START Data records

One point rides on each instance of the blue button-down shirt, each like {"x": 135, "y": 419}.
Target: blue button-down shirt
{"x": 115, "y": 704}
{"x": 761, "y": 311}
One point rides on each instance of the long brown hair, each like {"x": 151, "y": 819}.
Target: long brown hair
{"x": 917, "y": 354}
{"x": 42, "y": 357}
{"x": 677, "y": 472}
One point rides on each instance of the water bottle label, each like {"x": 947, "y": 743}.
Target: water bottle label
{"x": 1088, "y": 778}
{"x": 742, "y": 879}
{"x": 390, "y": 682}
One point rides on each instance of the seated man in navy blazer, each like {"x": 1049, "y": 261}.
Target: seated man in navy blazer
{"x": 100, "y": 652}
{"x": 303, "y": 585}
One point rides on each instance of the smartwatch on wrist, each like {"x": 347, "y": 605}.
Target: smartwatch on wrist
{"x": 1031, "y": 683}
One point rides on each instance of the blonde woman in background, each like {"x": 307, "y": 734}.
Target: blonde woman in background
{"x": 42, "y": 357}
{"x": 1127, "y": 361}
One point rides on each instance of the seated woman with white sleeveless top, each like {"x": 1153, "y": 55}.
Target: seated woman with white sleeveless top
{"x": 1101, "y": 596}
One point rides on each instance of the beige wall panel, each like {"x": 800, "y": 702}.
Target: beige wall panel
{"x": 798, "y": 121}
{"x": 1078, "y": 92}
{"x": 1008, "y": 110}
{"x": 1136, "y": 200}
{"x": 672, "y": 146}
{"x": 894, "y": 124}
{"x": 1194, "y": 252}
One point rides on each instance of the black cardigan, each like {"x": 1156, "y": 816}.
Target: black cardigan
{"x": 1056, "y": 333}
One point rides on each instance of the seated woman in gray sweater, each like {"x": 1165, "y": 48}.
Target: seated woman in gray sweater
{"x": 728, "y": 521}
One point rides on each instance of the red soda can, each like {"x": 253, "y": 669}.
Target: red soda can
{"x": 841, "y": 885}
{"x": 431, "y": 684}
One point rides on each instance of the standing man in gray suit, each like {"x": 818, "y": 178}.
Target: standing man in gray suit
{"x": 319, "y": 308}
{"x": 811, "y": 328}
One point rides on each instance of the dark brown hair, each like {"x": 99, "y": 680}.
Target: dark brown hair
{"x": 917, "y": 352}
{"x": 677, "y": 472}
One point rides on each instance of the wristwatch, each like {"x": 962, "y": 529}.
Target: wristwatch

END Data records

▶ **Work to do**: Update the entries above by replacing every occurrence of "rides on" with "sits on" and leaving all other text unchanged.

▶ **The answer**:
One point sits on each instance of the blue button-down shirt, each like {"x": 135, "y": 419}.
Target: blue button-down shirt
{"x": 115, "y": 704}
{"x": 761, "y": 311}
One point sits on each instance of the long brown hair, each like {"x": 151, "y": 819}.
Target: long brown hair
{"x": 917, "y": 354}
{"x": 42, "y": 357}
{"x": 677, "y": 472}
One point sits on each instance of the water bottle label, each like {"x": 947, "y": 743}.
Target: water bottle label
{"x": 1088, "y": 778}
{"x": 742, "y": 879}
{"x": 390, "y": 682}
One point sits on each instance of the seated man in navy blazer, each like {"x": 1049, "y": 261}.
Target: seated man in navy blazer
{"x": 100, "y": 652}
{"x": 303, "y": 585}
One point sits on each instance of the smartwatch on wrist, each like {"x": 347, "y": 605}.
Target: smartwatch on wrist
{"x": 1031, "y": 683}
One point sits on each instance of the blonde woman in background, each like {"x": 307, "y": 734}.
Target: blonde woman in background
{"x": 42, "y": 357}
{"x": 1127, "y": 361}
One point sits on each instance of the seated woman with white sleeveless top, each like {"x": 1153, "y": 55}.
Target: seated woman with white sleeveless top
{"x": 1101, "y": 596}
One point sits on each instance of the beige wall panel, each like {"x": 800, "y": 702}.
Target: beige wall panel
{"x": 798, "y": 121}
{"x": 1078, "y": 92}
{"x": 1008, "y": 110}
{"x": 1136, "y": 200}
{"x": 672, "y": 146}
{"x": 894, "y": 124}
{"x": 1194, "y": 252}
One point sits on each instance of the black cardigan, each like {"x": 1156, "y": 816}.
Target: black cardigan
{"x": 1056, "y": 333}
One point sits on each instance of the seated woman in gray sweater, each like {"x": 1165, "y": 48}.
Target: seated woman in gray sweater
{"x": 728, "y": 521}
One point sits on each instance of the red soda can, each like {"x": 253, "y": 669}.
Target: red soda can
{"x": 841, "y": 885}
{"x": 431, "y": 684}
One point sits on each instance of the standing man in gray suit, each like {"x": 818, "y": 178}.
Target: standing man in gray suit
{"x": 319, "y": 308}
{"x": 811, "y": 328}
One point sits on each instance of the dark brown hair, each like {"x": 99, "y": 680}.
Target: dark brown hair
{"x": 917, "y": 352}
{"x": 677, "y": 472}
One point sits on each instance of the wristwatch, each like {"x": 962, "y": 529}.
Target: wristwatch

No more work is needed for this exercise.